-- Excerpt provided follows --
The fastest way to internalize baccarat scoring is to watch it happen in real time. Our free simulator deals hands at whatever pace you're comfortable with, showing card values and running totals as each card is flipped. After twenty or thirty hands, the drop-the-ten rule will be automatic — you'll calculate hand totals faster than the scoreboard updates. Start with the basics before you think about strategy.

Frequently Asked Questions

What are face cards worth in baccarat? Tens, Jacks, Queens, and Kings are all worth 0 points. They contribute nothing to the hand total.

What happens when a hand totals more than 9? You drop the tens digit. A total of 13 becomes 3. A total of 16 becomes 6. A total of 20 becomes 0. The hand value is always a single digit from 0 to 9.

What is a natural in baccarat? A natural is when the first two cards dealt to either the Player or Banker total 8 or 9. The hand ends immediately with no third card drawn.
-- Excerpt provided concluded --
Reproduce the baccarat scoring excerpt above word for word, from its opening sentence through the final answer about naturals.
-- Dataset content follows --
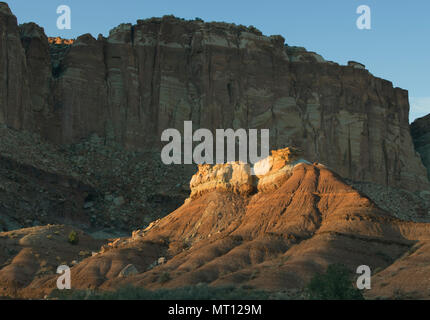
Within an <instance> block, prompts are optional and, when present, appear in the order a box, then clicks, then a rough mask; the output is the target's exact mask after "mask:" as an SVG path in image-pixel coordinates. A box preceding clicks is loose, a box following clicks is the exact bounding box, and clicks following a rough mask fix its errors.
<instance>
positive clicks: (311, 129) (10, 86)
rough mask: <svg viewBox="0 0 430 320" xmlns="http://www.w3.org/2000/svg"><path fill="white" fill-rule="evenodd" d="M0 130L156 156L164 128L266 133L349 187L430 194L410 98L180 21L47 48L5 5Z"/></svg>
mask: <svg viewBox="0 0 430 320" xmlns="http://www.w3.org/2000/svg"><path fill="white" fill-rule="evenodd" d="M0 28H1V29H0V30H2V32H1V38H0V61H1V62H0V68H1V69H0V71H1V73H0V76H1V84H0V99H1V101H2V103H1V110H0V114H1V118H0V120H1V122H2V123H5V124H7V125H8V126H11V127H13V128H17V129H26V130H30V131H33V132H37V133H40V134H41V135H42V136H43V137H46V138H47V139H49V140H51V141H54V142H57V143H72V142H76V141H78V140H79V139H81V138H83V137H87V136H88V135H89V134H92V133H97V134H98V135H99V136H101V137H105V138H106V139H108V140H114V141H116V142H119V143H120V144H122V145H123V146H125V147H127V148H133V149H134V148H159V147H160V136H161V132H162V131H163V130H164V129H166V128H177V129H179V130H181V131H182V128H183V121H185V120H192V121H193V125H194V128H195V129H197V128H198V127H202V128H208V129H211V130H214V129H216V128H235V129H236V128H256V129H259V128H270V132H271V137H270V140H271V148H283V147H285V146H290V145H294V146H297V147H299V148H300V149H302V150H303V151H304V156H303V157H304V158H305V159H307V160H309V161H318V162H321V163H324V164H326V165H328V166H330V167H331V168H333V169H334V170H336V171H337V172H338V173H340V174H341V175H342V176H344V177H348V178H351V179H355V180H367V181H372V182H377V183H381V184H387V185H391V186H400V187H403V188H407V189H422V188H427V187H428V186H429V184H428V180H427V179H426V177H425V168H424V167H423V165H422V163H421V161H420V159H419V157H418V156H417V155H416V154H415V152H414V149H413V144H412V139H411V136H410V133H409V125H408V113H409V103H408V93H407V91H405V90H402V89H399V88H393V86H392V83H390V82H388V81H385V80H382V79H379V78H375V77H373V76H372V75H371V74H370V73H369V72H368V71H367V70H365V69H363V68H362V66H361V67H360V68H358V67H356V66H357V65H358V64H354V63H351V64H350V65H349V66H339V65H337V64H335V63H332V62H326V61H324V59H322V58H321V57H320V56H319V55H317V54H315V53H311V52H307V51H306V50H304V49H303V48H297V47H288V46H285V45H284V39H283V38H282V37H280V36H271V37H266V36H263V35H261V33H259V32H258V31H257V30H255V29H252V28H251V29H250V28H245V27H240V26H234V25H230V24H225V23H204V22H201V21H183V20H180V19H176V18H173V17H164V18H162V19H155V18H154V19H150V20H145V21H141V20H139V21H138V22H137V24H136V25H131V24H124V25H120V26H118V27H117V28H115V29H113V30H112V31H111V32H110V35H109V37H107V38H104V37H102V36H99V37H98V39H94V38H93V37H92V36H91V35H83V36H81V37H79V38H78V39H76V41H75V42H74V43H72V44H69V43H67V42H62V41H51V43H49V41H48V39H47V37H46V36H45V34H44V32H43V29H41V28H39V27H37V26H36V25H34V24H26V25H23V26H20V27H19V28H18V27H17V25H16V18H15V17H14V16H13V15H12V14H11V13H10V11H9V9H8V8H7V5H6V4H1V5H0Z"/></svg>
-- Dataset content concluded --
- Completed exercise:
The fastest way to internalize baccarat scoring is to watch it happen in real time. Our free simulator deals hands at whatever pace you're comfortable with, showing card values and running totals as each card is flipped. After twenty or thirty hands, the drop-the-ten rule will be automatic — you'll calculate hand totals faster than the scoreboard updates. Start with the basics before you think about strategy.

Frequently Asked Questions

What are face cards worth in baccarat? Tens, Jacks, Queens, and Kings are all worth 0 points. They contribute nothing to the hand total.

What happens when a hand totals more than 9? You drop the tens digit. A total of 13 becomes 3. A total of 16 becomes 6. A total of 20 becomes 0. The hand value is always a single digit from 0 to 9.

What is a natural in baccarat? A natural is when the first two cards dealt to either the Player or Banker total 8 or 9. The hand ends immediately with no third card drawn.